**Your tasks**:
**1.** Answer these questions from the passage on MSR repeats and heterochromatin formation.
(a) How many copies of an MSR unit in Chr2/116 insertions are not sufficient to induce H3K9me3?
(b) Which MSR variant has lost all TF binding sites?
(c) What do R-loops induce at RNAPII pause site termination regions?
**2.** Resume the passage on MSR repeats and heterochromatin formation, continuing after its final sentence.

:: Excerpted passage

Classic work in Drosophila has shown that expansions of transgene repeats can cause gene silencing via the induction of repressive chromatin64. It has been proposed that topological pairing of transgene copies could underlie this repeat-dependent gene silencing and contribute to heterochromatin formation64. An intriguing result from our reductionist approach is that single or two copy Chr2/116 insertions of an MSR unit are not sufficient to induce H3K9me3. For the three copy Chr2/116 MSR insertions, the DNA units are positioned in tandem (head-to-tail) arrangements. Tandem repeat arrangements favour non-B form DNA51 that is further enhanced by A/T-richness of the DNA sequence. However, A/T-richness or the presence of TTC triplets, per se, do not appear to be a sufficient quality, as act-9/35 and per-3/99 MSR variants have comparable A/T-richness and a similar number and positioning of TTC triplets. The per-3/99 MSR variant has lost all TF binding sites and cannot promote H3K9me3, strongly supporting the necessary function of transcription factor binding for MSR-dependent heterochromatin formation15. To what extent TF binding or HP1 association would recruit heterochromatin components independently of MSR transcript production is currently not resolved. The three copy tandem insertions of an MSR unit also provide for a longer DNA template (potentially spanning four to five nucleosomes) that could present more non-B form DNA and/or would have an extended ability to form exposed single-stranded DNA and RNA:DNA hybrids. Consistent with a proposed role of RNA:DNA hybrids or R-loops to mimic a promoter-like activity52, we would like to interpret the data to suggest that three copies, but not one or two copies, of an MSR unit can expose sufficient topological alterations, facilitate RNAPII engagement further promoted by TF binding and allow for bi-directional transcription that is then sensed by the Integrator complex and silencing machinery. Notably, R-loops also induce repressive H3K9 methylation at RNAPII pause site termination regions53.

::::
:: Dataset

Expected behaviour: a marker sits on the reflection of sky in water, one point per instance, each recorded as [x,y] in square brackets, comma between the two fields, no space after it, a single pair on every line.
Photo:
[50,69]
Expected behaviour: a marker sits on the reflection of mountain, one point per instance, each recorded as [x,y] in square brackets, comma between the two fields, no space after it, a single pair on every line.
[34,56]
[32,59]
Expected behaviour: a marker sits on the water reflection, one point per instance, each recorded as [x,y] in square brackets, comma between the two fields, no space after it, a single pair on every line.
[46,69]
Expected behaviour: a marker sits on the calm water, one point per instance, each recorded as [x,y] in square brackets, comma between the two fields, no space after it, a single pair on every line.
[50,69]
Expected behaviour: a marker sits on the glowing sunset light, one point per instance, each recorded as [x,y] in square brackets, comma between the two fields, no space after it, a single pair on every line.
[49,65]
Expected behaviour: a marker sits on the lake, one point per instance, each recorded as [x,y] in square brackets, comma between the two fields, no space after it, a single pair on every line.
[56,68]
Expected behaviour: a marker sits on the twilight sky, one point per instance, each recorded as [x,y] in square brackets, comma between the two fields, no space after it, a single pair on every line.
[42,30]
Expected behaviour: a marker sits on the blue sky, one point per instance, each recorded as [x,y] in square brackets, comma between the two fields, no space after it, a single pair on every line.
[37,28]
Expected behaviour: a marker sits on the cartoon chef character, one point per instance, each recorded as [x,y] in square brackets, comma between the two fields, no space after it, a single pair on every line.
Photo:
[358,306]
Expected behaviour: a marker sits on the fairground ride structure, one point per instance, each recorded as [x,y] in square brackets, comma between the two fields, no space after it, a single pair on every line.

::::

**Results in order**:
**1.**
(a) Single or two copy insertions.
(b) The per-3/99 MSR variant.
(c) Repressive H3K9 methylation.

**2.**
The non-mRNA qualities of MSR-derived transcripts and their attenuation by the Integrator complex provide unanticipated mechanistic insight into the regulation of heterochromatin in mammalian cells. They also suggest that the Integrator complex and heterochromatin could function as RNA quality machines that can sense compromised (uncoordinated, less processive and/or bi-directional) transcriptional activity and discriminate non-coding vs. coding transcription46,47. The RNA quality control mechanisms for heterochromatin formation described in this study appear to be particularly relevant for repeat-rich genomes (such as e.g. mammalian cells) and are regulated by other RNA quality factors in the repeat-poor genomes of unicellular organisms (such as e.g. S. pombe)23,25. Intriguingly, the cleavage and polyadenylation specificity factors (CPSF) that cooperate in promoting heterochromatin assembly in S. pombe24 are orthologous to the INTS9/INTS11 subunits of Integrator46.
Chromatin-associated MSR RNA has been shown to stabilise a RNA-nucleosome scaffold39. Suv39h enzymes can bind MSR RNA39,65 and were also reported to interact with histone H166. MSR3-derived transcripts are co-regulated by the Integrator complex and it is possible, although currently not examined, that components of the Integrator complex could bridge and facilitate an RNA-Suv39h-histone H1 nucleosome interface. Whether this nucleosome interface would be further strengthened by m6A RNA methylation54,67, if present on the MSR3-derived Chr2/116 transcripts, or whether there is also reduced histone turnover68 remains to be investigated. These are interesting questions that require future studies with isolated MSR or other satellite repeat elements. In sum, our study connects the DNA, RNA and chromatin principles for the de novo establishment of heterochromatin and resolves a long-standing paradox between heterochromatic and euchromatic transcriptional activity.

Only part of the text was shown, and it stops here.